-- Start Information provided --
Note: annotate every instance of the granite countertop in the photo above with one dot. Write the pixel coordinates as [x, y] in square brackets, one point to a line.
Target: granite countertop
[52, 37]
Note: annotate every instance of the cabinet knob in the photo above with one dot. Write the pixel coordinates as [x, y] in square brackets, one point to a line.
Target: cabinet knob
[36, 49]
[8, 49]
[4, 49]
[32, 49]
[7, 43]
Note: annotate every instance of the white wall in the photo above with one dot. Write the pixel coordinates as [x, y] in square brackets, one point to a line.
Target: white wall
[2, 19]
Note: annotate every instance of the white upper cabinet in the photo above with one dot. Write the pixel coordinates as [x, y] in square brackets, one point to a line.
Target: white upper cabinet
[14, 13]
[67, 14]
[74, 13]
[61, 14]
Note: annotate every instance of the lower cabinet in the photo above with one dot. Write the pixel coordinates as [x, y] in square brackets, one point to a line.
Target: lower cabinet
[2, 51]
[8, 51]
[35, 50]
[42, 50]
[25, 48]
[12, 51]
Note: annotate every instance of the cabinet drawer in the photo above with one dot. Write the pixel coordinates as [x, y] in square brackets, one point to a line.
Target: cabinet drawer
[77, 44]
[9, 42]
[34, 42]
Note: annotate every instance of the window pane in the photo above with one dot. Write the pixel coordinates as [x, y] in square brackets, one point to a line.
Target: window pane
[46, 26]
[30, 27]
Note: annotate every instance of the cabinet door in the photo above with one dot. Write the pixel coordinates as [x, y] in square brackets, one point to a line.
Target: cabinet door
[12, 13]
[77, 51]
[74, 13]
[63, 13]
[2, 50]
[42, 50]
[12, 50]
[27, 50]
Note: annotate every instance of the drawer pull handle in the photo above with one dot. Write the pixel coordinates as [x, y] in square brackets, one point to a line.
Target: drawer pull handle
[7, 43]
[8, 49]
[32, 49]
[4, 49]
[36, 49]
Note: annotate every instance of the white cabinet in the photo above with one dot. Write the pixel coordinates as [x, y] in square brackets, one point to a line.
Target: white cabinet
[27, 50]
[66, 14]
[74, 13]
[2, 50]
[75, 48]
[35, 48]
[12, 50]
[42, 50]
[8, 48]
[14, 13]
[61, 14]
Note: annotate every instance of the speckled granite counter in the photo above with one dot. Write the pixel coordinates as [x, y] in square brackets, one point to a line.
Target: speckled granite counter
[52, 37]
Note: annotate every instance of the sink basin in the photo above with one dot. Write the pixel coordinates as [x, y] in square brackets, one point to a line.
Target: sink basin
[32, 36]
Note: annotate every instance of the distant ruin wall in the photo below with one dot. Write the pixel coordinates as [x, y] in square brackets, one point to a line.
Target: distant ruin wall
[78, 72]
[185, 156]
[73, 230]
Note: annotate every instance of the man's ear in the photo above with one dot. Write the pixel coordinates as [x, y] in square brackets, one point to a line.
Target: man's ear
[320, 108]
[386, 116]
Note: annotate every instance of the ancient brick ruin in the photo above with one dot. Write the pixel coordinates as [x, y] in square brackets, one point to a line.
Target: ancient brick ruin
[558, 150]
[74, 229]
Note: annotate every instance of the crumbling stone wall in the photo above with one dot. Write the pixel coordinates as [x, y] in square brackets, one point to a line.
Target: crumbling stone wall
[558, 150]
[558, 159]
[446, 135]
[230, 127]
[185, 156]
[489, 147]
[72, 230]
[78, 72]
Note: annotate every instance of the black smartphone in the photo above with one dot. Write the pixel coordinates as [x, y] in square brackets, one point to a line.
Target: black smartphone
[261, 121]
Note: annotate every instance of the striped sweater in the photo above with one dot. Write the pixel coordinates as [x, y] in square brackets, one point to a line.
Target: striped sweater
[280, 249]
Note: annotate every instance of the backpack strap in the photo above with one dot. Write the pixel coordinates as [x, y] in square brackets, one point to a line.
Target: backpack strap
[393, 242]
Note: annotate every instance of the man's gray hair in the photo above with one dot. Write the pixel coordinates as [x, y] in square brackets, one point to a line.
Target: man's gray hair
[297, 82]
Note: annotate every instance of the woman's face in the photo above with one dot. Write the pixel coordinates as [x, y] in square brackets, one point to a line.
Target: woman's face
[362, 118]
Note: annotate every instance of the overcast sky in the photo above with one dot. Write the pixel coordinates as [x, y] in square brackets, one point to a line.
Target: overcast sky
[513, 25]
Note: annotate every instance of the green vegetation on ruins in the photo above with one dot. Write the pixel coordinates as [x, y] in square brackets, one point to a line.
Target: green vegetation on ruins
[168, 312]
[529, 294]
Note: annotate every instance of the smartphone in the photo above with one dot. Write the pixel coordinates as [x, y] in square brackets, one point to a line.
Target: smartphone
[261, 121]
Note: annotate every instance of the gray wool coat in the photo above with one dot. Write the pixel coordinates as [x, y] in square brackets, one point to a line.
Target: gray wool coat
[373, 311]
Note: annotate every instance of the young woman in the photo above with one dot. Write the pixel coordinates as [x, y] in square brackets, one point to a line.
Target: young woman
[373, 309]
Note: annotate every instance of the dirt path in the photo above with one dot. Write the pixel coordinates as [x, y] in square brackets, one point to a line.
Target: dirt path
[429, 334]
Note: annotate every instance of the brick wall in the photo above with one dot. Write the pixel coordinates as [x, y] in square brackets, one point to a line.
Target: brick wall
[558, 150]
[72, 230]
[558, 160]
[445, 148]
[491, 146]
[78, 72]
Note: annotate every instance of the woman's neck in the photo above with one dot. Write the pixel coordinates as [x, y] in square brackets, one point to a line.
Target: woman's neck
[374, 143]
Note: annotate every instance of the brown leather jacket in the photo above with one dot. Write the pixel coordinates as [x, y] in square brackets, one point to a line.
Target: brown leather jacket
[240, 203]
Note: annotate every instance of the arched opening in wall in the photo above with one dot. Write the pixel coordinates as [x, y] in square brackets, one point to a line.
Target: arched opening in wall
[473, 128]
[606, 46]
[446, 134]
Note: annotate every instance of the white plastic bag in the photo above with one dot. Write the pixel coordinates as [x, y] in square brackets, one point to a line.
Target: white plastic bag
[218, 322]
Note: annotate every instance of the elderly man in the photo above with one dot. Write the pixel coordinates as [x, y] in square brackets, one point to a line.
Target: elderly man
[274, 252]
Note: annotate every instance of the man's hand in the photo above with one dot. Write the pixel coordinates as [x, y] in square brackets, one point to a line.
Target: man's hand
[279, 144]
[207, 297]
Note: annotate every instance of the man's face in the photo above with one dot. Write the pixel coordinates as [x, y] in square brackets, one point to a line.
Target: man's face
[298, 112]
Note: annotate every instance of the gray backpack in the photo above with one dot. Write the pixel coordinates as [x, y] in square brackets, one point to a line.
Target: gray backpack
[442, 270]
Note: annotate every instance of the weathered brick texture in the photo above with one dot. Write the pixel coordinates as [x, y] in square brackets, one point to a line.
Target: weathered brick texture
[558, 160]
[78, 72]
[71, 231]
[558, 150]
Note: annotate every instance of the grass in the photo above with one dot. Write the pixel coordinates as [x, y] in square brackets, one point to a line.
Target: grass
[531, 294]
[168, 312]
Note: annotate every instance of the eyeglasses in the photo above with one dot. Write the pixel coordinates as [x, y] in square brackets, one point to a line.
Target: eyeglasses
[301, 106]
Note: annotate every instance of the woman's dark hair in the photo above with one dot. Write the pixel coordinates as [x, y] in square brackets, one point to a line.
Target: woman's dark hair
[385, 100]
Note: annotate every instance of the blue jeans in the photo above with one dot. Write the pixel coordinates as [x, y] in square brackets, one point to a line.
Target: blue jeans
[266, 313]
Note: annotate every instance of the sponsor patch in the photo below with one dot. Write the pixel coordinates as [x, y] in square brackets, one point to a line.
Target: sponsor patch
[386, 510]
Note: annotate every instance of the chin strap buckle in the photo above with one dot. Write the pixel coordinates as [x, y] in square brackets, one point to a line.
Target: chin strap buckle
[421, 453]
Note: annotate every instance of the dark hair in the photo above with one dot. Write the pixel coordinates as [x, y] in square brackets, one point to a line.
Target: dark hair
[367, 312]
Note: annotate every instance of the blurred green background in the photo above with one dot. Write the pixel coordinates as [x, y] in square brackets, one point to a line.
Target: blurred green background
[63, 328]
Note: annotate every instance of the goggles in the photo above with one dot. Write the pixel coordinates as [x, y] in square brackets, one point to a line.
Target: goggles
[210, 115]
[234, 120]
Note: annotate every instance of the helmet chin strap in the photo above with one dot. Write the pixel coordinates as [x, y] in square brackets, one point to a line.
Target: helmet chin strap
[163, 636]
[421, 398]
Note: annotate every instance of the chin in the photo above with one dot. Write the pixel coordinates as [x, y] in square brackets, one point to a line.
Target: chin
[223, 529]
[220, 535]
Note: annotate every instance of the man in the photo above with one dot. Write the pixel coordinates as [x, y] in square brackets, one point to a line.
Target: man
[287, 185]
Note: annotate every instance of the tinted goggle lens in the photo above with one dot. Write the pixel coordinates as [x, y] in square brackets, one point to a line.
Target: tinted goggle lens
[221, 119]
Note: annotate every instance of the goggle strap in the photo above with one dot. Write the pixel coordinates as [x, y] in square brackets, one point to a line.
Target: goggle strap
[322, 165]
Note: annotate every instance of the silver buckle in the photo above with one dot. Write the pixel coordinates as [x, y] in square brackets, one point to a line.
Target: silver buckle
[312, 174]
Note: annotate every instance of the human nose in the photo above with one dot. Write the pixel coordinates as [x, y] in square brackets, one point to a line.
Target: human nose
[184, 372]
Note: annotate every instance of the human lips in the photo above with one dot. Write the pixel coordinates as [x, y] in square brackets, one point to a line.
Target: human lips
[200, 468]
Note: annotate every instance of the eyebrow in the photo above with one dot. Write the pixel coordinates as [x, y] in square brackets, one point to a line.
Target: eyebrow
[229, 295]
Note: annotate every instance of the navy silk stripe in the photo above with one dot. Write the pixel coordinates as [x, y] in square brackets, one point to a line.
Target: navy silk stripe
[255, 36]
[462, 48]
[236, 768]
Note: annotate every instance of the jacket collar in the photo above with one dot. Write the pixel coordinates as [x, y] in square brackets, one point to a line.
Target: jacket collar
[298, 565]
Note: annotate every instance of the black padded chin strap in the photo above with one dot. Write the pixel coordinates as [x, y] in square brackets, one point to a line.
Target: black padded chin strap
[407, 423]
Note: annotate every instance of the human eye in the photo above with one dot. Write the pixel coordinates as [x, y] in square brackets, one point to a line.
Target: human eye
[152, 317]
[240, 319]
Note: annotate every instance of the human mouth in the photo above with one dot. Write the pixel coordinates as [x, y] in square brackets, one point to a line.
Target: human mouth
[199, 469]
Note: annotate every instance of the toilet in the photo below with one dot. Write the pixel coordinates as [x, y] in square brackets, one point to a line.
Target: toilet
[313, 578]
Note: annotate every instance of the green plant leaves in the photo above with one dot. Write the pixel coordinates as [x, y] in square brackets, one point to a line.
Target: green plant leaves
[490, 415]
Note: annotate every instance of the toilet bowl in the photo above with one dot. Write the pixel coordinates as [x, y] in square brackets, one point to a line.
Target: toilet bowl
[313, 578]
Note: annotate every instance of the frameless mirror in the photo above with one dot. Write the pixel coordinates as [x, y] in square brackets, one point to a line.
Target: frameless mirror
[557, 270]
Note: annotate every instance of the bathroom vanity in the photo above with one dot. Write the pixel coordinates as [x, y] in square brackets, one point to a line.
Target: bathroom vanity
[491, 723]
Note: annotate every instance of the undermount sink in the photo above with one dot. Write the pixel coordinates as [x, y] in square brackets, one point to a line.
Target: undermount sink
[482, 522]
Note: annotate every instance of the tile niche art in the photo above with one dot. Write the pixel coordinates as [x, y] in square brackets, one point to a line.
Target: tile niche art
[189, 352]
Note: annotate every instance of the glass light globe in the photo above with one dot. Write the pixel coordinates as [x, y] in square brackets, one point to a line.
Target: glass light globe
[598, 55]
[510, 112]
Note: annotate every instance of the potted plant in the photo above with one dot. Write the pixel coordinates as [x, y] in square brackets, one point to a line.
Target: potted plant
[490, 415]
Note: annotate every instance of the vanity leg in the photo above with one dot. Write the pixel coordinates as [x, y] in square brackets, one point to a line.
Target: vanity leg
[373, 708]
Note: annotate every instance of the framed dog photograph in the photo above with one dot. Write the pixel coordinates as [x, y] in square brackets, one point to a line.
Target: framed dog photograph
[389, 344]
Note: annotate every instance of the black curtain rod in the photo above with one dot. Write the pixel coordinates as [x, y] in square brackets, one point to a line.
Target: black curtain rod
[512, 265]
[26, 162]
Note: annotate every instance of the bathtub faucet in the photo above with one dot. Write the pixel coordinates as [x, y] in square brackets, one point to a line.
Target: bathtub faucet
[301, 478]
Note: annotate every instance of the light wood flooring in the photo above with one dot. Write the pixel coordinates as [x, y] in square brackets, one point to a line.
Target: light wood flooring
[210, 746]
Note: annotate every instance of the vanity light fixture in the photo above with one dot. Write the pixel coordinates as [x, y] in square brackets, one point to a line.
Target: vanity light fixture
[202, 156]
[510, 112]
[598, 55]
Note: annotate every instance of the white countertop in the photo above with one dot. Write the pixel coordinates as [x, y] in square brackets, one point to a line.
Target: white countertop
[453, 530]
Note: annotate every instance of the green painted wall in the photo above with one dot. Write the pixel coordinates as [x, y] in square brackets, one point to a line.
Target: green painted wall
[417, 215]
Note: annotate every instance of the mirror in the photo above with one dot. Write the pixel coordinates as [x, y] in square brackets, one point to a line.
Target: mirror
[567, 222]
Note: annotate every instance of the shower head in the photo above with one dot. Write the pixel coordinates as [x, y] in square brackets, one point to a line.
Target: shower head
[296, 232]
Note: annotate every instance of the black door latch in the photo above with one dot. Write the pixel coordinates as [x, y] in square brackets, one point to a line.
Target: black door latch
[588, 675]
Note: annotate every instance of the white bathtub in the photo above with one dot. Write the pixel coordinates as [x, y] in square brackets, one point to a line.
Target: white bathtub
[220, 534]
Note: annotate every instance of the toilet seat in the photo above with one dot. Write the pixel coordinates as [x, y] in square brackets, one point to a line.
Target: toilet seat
-- End Information provided --
The exercise:
Copy everything from the line containing "Note: annotate every instance of the black door" down to the end of the rows, substituting "toilet lid" for "toilet seat" and leaving all else unchanged.

Task result:
Note: annotate every instance of the black door latch in the photo above with one dot. Write the pixel coordinates as [x, y] in square brackets, one point to a line.
Target: black door latch
[588, 675]
Note: annotate every instance of the white bathtub in the photo above with one dot. Write the pixel coordinates as [x, y] in square brackets, one point to a line.
Target: white bathtub
[220, 534]
Note: annotate every instance of the toilet lid in the photo above with one dot. Write the pixel coordinates as [x, y] in square brackets, one point to a line.
Target: toilet lid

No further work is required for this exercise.